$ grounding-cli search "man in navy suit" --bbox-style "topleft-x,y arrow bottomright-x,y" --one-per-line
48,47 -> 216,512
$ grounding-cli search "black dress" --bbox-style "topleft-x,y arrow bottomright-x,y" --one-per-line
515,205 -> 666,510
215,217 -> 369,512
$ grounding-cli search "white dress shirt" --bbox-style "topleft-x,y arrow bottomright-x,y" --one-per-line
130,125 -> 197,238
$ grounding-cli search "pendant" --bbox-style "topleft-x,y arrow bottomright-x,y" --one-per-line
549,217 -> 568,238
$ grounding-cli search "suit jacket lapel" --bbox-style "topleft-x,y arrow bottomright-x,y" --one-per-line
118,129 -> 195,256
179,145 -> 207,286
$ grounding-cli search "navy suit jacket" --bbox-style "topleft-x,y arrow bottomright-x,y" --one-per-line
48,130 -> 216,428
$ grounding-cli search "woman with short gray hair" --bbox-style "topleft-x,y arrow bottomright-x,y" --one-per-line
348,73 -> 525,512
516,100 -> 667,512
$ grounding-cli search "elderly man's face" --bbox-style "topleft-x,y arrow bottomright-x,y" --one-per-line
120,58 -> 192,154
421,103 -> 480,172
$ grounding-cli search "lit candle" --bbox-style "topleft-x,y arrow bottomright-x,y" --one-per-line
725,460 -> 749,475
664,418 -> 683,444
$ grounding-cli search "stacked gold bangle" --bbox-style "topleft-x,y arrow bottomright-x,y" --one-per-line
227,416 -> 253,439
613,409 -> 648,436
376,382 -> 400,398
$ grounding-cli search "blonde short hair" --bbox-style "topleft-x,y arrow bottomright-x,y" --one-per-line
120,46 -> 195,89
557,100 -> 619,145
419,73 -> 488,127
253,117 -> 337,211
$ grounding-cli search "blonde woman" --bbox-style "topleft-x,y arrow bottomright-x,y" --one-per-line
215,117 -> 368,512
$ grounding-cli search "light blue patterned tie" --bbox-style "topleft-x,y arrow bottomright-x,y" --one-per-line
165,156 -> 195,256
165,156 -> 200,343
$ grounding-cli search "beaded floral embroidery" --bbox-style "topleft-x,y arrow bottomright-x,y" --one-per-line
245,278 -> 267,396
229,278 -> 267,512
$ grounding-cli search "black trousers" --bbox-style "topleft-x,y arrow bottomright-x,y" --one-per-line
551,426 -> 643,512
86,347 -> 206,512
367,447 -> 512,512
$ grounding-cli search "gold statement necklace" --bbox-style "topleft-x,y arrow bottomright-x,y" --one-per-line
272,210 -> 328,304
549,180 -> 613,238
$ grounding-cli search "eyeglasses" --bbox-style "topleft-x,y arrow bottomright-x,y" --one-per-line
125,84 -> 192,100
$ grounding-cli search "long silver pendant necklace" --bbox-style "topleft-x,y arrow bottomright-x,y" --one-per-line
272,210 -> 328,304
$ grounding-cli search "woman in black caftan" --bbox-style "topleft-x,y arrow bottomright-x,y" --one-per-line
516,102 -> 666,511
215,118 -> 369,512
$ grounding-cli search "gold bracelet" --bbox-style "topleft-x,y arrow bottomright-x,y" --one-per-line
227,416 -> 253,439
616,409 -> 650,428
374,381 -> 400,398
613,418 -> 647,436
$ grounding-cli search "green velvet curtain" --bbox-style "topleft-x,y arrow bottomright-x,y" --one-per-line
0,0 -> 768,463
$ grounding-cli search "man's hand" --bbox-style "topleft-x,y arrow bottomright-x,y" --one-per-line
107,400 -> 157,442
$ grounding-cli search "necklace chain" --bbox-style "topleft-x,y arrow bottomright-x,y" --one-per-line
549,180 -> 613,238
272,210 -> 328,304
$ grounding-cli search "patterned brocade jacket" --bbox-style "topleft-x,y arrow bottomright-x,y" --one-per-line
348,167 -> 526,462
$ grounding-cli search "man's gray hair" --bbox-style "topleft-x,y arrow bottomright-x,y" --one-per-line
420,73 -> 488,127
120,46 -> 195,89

Required task: Extract all of the data above without altering anything.

In response:
$ grounding-cli search "man in navy suit" --bbox-style "topleft-x,y arrow bottomright-x,y" --one-per-line
48,47 -> 216,512
$ grounding-cli search "black dress" --bbox-style "topleft-x,y arrow bottomright-x,y" --one-per-line
515,205 -> 666,510
215,217 -> 369,512
$ grounding-cli search "white dress shirt" --bbox-style "topleft-x,y arrow bottomright-x,y" --one-per-line
130,125 -> 197,238
$ grounding-cli search "pendant" --bbox-style "topleft-x,y arrow bottomright-x,y" --one-per-line
549,217 -> 568,238
$ grounding-cli search "suit jacket lapel" --bbox-style "topleft-x,y arrow bottomright-x,y" --one-per-line
118,129 -> 195,256
179,145 -> 207,286
$ grounding-cli search "navy suit jacket" --bbox-style "topleft-x,y arrow bottomright-x,y" --one-per-line
48,130 -> 216,428
$ grounding-cli search "woman with short gray hair" --bbox-style "topleft-x,y arrow bottomright-x,y" --one-per-line
348,73 -> 525,512
516,100 -> 667,512
$ grounding-cli search "elderly man's face" --bbox-style "topleft-x,y arrow bottomright-x,y" --one-per-line
120,58 -> 192,154
421,103 -> 480,172
$ grounding-cli search "lit candle" --bbox-style "topleft-x,y arrow bottomright-x,y" --one-per-line
725,460 -> 749,475
664,418 -> 683,444
$ grounding-cli search "stacked gold bangle" --bbox-style "topleft-x,y arrow bottomright-x,y" --one-per-line
227,416 -> 253,439
613,409 -> 648,436
376,382 -> 400,398
$ grounding-cli search "blonde short hair" --bbox-style "topleft-x,y arrow bottomright-x,y" --one-per-line
120,46 -> 195,89
557,100 -> 619,145
419,73 -> 488,127
253,117 -> 337,211
$ grounding-cli search "blonde woman" --bbox-style "topleft-x,y arrow bottomright-x,y" --one-per-line
215,117 -> 368,512
$ grounding-cli search "light blue patterned tie" --bbox-style "topleft-x,y arrow bottomright-x,y" --one-per-line
165,156 -> 195,256
165,156 -> 200,343
$ grounding-cli search "beaded floral embroidery" --bbox-style "topleft-x,y arrow bottomright-x,y" --one-per-line
245,278 -> 267,396
229,278 -> 267,512
$ grounding-cli search "black trousers" --bbox-style "topleft-x,y arrow bottomright-x,y" --one-per-line
551,426 -> 643,512
86,347 -> 206,512
367,447 -> 512,512
$ grounding-cli search "gold statement necklace" --bbox-style "topleft-x,y arrow bottomright-x,y" --one-per-line
272,210 -> 328,304
549,180 -> 613,238
$ grounding-cli search "eyeglasses" --bbox-style "topleft-x,y arrow bottomright-x,y" --one-per-line
125,84 -> 192,100
$ grounding-cli search "long silver pendant necklace" --bbox-style "topleft-x,y arrow bottomright-x,y" --one-per-line
272,210 -> 328,304
$ grounding-cli search "woman in black caftan" --bbox-style "topleft-x,y arrow bottomright-x,y" --one-per-line
516,102 -> 666,511
215,118 -> 369,512
$ grounding-cli search "gold bracelet" --bbox-style "topleft-x,y arrow bottomright-x,y" --one-per-line
227,416 -> 253,439
616,409 -> 650,428
374,381 -> 400,398
613,418 -> 647,436
$ grounding-cli search "green velvet curtain" --bbox-style "topleft-x,y arrow bottomright-x,y" --one-per-line
0,0 -> 768,463
$ grounding-cli search "man's hand" --bbox-style "topleft-x,y arrow bottomright-x,y" --one-per-line
107,400 -> 157,442
$ grounding-cli search "necklace chain" --bbox-style "topleft-x,y arrow bottomright-x,y" --one-per-line
549,180 -> 613,238
272,210 -> 328,304
$ grounding-cli search "patterned brocade jacket" --bbox-style "topleft-x,y arrow bottomright-x,y" --one-per-line
348,167 -> 526,462
$ grounding-cli search "man's gray hair" --bbox-style "topleft-x,y arrow bottomright-x,y" --one-per-line
420,73 -> 488,127
120,46 -> 195,89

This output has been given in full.